Getting Started#
Prerequisites#
Setup#
NVIDIA AI Enterprise License: Riva TTS NIM is available for self-hosting under the NVIDIA AI Enterprise (NVAIE) License.
NVIDIA GPU(s): Riva TTS NIM runs on any NVIDIA GPU with sufficient GPU memory, but some model/GPU combinations are optimized. See the Supported Models for more information.
CPU: x86_64 architecture only for this release
OS: any Linux distributions which:
Are supported by the NVIDIA Container toolkit
Have
glibc
>= 2.35 in the output ofld -v
CUDA Drivers: Follow the installation guide. We recommend:
Using a network repository as part of a package manager installation, skipping the CUDA toolkit installation as the libraries are available within the NIM container
Installing the open kernels for a specific version:
Major Version
EOL
Data Center & RTX/Quadro GPUs
GeForce GPUs
> 550
TBD
X
X
550
Feb 2025
X
X
545
Oct 2023
X
X
535
June 2026
X
525
Nov 2023
X
470
Sept 2024
X
Install Docker.
Install the NVIDIA Container Toolkit.
After installing the toolkit, follow the instructions in the Configure Docker section in the NVIDIA Container Toolkit documentation.
To ensure that your setup is correct, run the following command:
docker run --rm --runtime=nvidia --gpus all ubuntu nvidia-smi
This command should produce output similar to the following, where you can confirm the CUDA driver version and available GPUs.

• Provided data:

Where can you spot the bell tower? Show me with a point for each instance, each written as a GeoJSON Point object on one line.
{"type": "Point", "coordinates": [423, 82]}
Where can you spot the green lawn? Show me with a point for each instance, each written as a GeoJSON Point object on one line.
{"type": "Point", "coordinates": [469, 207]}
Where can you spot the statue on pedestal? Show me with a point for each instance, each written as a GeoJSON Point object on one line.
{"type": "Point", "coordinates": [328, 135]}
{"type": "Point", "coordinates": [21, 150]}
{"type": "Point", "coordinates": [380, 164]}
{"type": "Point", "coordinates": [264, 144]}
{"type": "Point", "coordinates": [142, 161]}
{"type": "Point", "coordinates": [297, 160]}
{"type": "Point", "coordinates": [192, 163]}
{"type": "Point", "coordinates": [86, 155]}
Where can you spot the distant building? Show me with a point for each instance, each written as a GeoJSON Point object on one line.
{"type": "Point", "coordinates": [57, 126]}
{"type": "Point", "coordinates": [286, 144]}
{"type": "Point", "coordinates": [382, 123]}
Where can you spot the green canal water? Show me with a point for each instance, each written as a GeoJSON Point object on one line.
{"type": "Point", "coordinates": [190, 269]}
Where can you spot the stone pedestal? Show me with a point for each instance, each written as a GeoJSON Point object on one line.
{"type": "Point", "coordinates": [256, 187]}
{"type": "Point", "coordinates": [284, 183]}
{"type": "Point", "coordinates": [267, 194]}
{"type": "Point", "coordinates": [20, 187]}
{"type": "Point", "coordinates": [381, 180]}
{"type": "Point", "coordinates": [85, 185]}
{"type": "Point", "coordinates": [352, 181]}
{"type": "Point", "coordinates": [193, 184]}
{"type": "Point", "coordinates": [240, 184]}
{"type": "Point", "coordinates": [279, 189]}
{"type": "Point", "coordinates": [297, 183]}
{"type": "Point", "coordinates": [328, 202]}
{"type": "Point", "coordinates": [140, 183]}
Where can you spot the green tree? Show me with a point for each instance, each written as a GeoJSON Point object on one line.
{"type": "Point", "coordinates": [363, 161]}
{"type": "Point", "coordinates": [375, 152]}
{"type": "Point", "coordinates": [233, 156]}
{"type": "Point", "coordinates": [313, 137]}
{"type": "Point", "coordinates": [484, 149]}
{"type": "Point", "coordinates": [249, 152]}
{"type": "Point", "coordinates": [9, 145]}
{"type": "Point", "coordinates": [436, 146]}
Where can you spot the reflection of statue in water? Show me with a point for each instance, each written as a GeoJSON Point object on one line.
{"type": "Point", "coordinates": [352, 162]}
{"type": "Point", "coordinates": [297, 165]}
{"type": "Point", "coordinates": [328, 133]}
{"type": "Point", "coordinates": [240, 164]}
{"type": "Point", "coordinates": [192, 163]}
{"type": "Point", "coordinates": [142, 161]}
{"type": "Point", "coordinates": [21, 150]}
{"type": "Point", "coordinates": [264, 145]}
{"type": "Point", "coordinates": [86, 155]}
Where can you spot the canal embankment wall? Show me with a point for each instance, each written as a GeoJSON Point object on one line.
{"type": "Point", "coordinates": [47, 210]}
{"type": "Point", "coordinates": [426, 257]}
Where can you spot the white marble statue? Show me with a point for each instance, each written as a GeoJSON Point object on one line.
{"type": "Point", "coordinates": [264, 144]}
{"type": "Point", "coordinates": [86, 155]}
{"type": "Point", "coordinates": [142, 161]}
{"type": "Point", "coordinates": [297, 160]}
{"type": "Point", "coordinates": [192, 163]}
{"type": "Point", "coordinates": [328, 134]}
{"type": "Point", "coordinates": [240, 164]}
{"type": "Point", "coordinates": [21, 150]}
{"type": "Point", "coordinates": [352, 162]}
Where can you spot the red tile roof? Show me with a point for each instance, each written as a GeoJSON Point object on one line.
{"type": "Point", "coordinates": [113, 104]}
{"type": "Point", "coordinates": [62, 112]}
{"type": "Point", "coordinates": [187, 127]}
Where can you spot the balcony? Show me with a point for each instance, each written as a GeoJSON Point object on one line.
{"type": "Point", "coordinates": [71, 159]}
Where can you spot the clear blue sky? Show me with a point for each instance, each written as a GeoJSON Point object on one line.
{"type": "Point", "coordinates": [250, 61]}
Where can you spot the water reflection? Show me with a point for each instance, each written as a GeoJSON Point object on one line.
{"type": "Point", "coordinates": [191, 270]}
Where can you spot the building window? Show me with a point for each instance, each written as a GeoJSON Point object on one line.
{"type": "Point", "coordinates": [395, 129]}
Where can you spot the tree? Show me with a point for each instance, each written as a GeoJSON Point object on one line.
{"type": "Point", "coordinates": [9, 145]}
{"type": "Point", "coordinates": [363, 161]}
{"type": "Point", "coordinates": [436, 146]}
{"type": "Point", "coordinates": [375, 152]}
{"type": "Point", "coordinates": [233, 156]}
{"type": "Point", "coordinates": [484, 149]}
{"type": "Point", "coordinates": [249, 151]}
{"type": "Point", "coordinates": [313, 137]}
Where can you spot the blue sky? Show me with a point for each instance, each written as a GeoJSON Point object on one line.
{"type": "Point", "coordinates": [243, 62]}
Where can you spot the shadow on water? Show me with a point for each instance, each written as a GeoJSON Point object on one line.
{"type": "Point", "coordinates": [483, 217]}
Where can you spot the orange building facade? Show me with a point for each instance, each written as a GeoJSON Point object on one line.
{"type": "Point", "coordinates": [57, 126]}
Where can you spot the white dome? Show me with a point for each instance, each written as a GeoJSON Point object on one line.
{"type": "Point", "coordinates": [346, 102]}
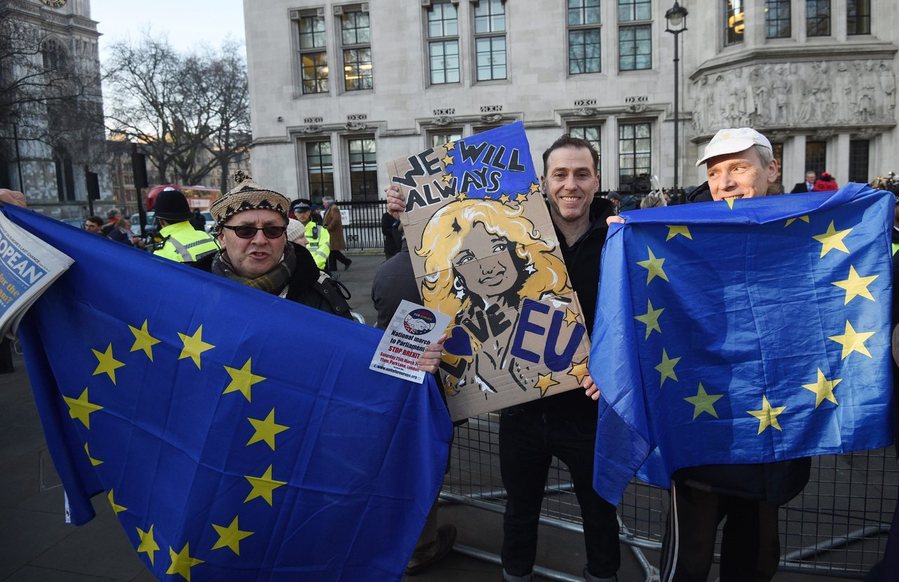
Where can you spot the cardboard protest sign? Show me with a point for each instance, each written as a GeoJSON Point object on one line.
{"type": "Point", "coordinates": [484, 252]}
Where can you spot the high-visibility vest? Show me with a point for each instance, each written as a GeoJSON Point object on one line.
{"type": "Point", "coordinates": [185, 244]}
{"type": "Point", "coordinates": [318, 243]}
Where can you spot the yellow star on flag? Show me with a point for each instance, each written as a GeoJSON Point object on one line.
{"type": "Point", "coordinates": [823, 388]}
{"type": "Point", "coordinates": [767, 415]}
{"type": "Point", "coordinates": [263, 486]}
{"type": "Point", "coordinates": [106, 363]}
{"type": "Point", "coordinates": [703, 402]}
{"type": "Point", "coordinates": [242, 379]}
{"type": "Point", "coordinates": [579, 370]}
{"type": "Point", "coordinates": [856, 286]}
{"type": "Point", "coordinates": [230, 536]}
{"type": "Point", "coordinates": [94, 462]}
{"type": "Point", "coordinates": [803, 218]}
{"type": "Point", "coordinates": [116, 508]}
{"type": "Point", "coordinates": [852, 341]}
{"type": "Point", "coordinates": [651, 319]}
{"type": "Point", "coordinates": [147, 543]}
{"type": "Point", "coordinates": [143, 340]}
{"type": "Point", "coordinates": [678, 229]}
{"type": "Point", "coordinates": [666, 367]}
{"type": "Point", "coordinates": [653, 266]}
{"type": "Point", "coordinates": [81, 408]}
{"type": "Point", "coordinates": [832, 240]}
{"type": "Point", "coordinates": [194, 346]}
{"type": "Point", "coordinates": [545, 382]}
{"type": "Point", "coordinates": [182, 562]}
{"type": "Point", "coordinates": [266, 430]}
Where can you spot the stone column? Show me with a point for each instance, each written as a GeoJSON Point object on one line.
{"type": "Point", "coordinates": [838, 157]}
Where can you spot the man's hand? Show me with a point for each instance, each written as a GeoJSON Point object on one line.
{"type": "Point", "coordinates": [396, 201]}
{"type": "Point", "coordinates": [13, 197]}
{"type": "Point", "coordinates": [430, 359]}
{"type": "Point", "coordinates": [590, 388]}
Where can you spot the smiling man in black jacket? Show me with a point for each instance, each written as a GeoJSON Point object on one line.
{"type": "Point", "coordinates": [562, 426]}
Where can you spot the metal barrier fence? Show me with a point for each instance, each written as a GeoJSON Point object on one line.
{"type": "Point", "coordinates": [363, 230]}
{"type": "Point", "coordinates": [836, 527]}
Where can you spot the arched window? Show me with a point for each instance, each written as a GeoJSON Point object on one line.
{"type": "Point", "coordinates": [54, 55]}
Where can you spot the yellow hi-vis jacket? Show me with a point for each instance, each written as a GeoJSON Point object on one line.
{"type": "Point", "coordinates": [185, 244]}
{"type": "Point", "coordinates": [318, 243]}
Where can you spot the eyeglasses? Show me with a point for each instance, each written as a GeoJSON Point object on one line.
{"type": "Point", "coordinates": [246, 231]}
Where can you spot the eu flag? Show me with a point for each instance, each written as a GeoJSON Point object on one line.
{"type": "Point", "coordinates": [235, 434]}
{"type": "Point", "coordinates": [743, 332]}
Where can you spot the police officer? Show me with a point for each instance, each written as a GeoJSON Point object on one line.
{"type": "Point", "coordinates": [181, 241]}
{"type": "Point", "coordinates": [317, 236]}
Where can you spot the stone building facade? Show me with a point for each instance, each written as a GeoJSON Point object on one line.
{"type": "Point", "coordinates": [50, 143]}
{"type": "Point", "coordinates": [338, 89]}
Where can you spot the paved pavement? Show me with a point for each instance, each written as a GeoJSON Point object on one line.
{"type": "Point", "coordinates": [36, 545]}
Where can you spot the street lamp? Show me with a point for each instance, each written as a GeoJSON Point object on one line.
{"type": "Point", "coordinates": [676, 23]}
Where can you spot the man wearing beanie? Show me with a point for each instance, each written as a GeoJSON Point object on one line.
{"type": "Point", "coordinates": [181, 241]}
{"type": "Point", "coordinates": [251, 222]}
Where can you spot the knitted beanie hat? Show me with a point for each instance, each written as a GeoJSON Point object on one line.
{"type": "Point", "coordinates": [247, 195]}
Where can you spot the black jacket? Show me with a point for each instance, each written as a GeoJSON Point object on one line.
{"type": "Point", "coordinates": [307, 284]}
{"type": "Point", "coordinates": [582, 262]}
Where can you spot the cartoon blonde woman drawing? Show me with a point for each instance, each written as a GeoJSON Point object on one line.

• What to work on:
a – Collect every line of the rows that contains the word "yellow".
b – Proceed with the Riva TTS NIM setup guide, writing on from its final sentence.

• In response:
a –
Where can you spot the yellow star on flag? Show me with a point for each instance, each written as a GeoJSON Point object on one line.
Where can you spot the yellow hi-vis jacket? Show me with a point for each instance, each written as a GeoJSON Point object on one line.

b –
+-----------------------------------------------------------------------------------------+
| NVIDIA-SMI 550.54.14 Driver Version: 550.54.14 CUDA Version: 12.4 |
|-----------------------------------------+------------------------+----------------------+
| GPU Name Persistence-M | Bus-Id Disp.A | Volatile Uncorr. ECC |
| Fan Temp Perf Pwr:Usage/Cap | Memory-Usage | GPU-Util Compute M. |
| | | MIG M. |
|=========================================+========================+======================|
| 0 NVIDIA H100 80GB HBM3 On | 00000000:1B:00.0 Off | 0 |
| N/A 36C P0 112W / 700W | 78489MiB / 81559MiB | 0% Default |
| | | Disabled |
+-----------------------------------------+------------------------+----------------------+
+-----------------------------------------------------------------------------------------+
| Processes: |
| GPU GI CI PID Type Process name GPU Memory |
| ID ID Usage |
|=========================================================================================|
| No running processes found |
+-----------------------------------------------------------------------------------------+
NGC Authentication#
Generate an API key#
To access NGC resources, you need an NGC API key. You can generate a key here: Generate Personal Key.
When creating an NGC API Personal key, ensure that at least “NGC Catalog” is selected from the “Services Included” dropdown. More Services can be included if this key is to be reused for other purposes.
Note
Personal keys allow you to configure an expiration date, revoke or delete the key using an action button, and rotate the key as needed. For more information about key types, please refer the NGC User Guide.
Export the API key#
Pass the value of the API key to the docker run
command in the next section as the NGC_API_KEY
environment variable to download the appropriate models and resources when starting the NIM.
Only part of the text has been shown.